*EXERCISE BRIEF*.
Carry on the abstract below on endothelial cell-selective adhesion molecule and atherosclerosis, starting right after its final sentence.

*TEXT PASSAGE*.

_ _ _ _ _

Abstract 3917: Role of Endothelial Cell-Selective Adhesion Molecule in the Progression of Atherosclerosis
Backgrounds: Endothelial cell-selective adhesion molecule (ESAM) is a new member of the immunoglobulin superfamily, which is expressed in vascular endothelial cells. Although ESAM has been shown to mediate homohilic adhesion between endothelial cells, the interaction of ESAM and hematopoietic cells has not been ingestigated. Also, the role of ESAM in atherosclerosis remains unclear. In this study, we assessed the role of ESAM in monocyte/ macarophage infiltration, and examined effects of ESAM inactivation in the development atherosclerosis using a murine model of atherosclerosis.

_ _ _ _ _

*INPUT DATA*.
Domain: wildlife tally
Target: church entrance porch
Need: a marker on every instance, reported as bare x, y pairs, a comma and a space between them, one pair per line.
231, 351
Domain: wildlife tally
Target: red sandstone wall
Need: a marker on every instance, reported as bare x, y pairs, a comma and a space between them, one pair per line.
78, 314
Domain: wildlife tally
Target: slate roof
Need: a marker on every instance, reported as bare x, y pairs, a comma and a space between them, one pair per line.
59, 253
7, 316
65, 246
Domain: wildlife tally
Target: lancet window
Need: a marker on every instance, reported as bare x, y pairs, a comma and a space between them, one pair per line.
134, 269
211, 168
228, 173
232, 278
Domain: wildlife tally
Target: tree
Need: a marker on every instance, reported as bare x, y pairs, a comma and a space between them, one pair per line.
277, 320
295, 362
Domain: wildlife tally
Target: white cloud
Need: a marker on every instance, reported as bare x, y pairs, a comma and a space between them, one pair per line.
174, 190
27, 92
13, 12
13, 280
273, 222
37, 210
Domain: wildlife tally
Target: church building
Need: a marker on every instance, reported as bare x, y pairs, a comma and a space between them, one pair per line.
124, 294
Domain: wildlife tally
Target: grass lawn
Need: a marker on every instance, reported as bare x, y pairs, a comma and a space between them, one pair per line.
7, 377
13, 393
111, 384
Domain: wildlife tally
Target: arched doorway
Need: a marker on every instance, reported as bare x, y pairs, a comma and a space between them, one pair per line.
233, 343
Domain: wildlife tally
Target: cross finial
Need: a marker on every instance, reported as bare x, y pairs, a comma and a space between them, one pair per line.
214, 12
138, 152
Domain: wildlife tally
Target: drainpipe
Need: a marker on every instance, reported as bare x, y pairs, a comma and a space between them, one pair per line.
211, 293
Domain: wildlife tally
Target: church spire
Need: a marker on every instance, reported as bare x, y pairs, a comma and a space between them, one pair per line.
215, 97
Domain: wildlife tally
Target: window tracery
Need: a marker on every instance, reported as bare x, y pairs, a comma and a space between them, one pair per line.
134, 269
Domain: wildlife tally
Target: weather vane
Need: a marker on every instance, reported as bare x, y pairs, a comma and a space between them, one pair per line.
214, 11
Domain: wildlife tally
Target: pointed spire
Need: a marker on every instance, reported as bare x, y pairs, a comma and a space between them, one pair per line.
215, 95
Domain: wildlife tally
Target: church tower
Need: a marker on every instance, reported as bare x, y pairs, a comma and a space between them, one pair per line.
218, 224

_ _ _ _ _

*TASK ANSWER*.
Methods and Results: ESAM−/− mice were bred with apoE−/− mice to generate the double knockout mice, and the lesion size of aortic sinus was evaluated histologically between ESAM+/+ apoE−/− and ESAM−/− apoE+/+ mice. Plasma lipid profile was not affected by ESAM deficiency. However, the lesion size was markedly attenuated in ESAM−/− apoE−/− mice compared to ESAM+/+apoE−/− mice. The percentage of MOMA-2-stained area in the aortic sinus lesions was significantly smaller in ESAM-/-apoE−/− mice than in ESAM+/+apoE−/− mice, suggesting that ESAM deficiency reduced the macrophage infiltration in the atheroma. To clarify the mechanism for the reduced macrophage content in the plaque, in vitro adhesion- and transendothelial migration assays were performed between cultured endothelial monolayers and monocyte/macrophage cell line THP-1 cells utilizing siRNA-mediated knockdown of ESAM. These assays revealed that ESAM deficiency in endothelial cells resulted in decreases in monocyte adhesion to the endothelial cells as well as transendothelialmigration. THP-1 cells did not express ESAM, but directly bound to the recommbinant ESAM protein-coated culture plates.
Conclusion: ESAM modulates macrophage infiltration into the atheroma through interaction with unidentified ligand(s) on monocytes. ESAM inactivation can reduce susceptibility to atherosclerosis.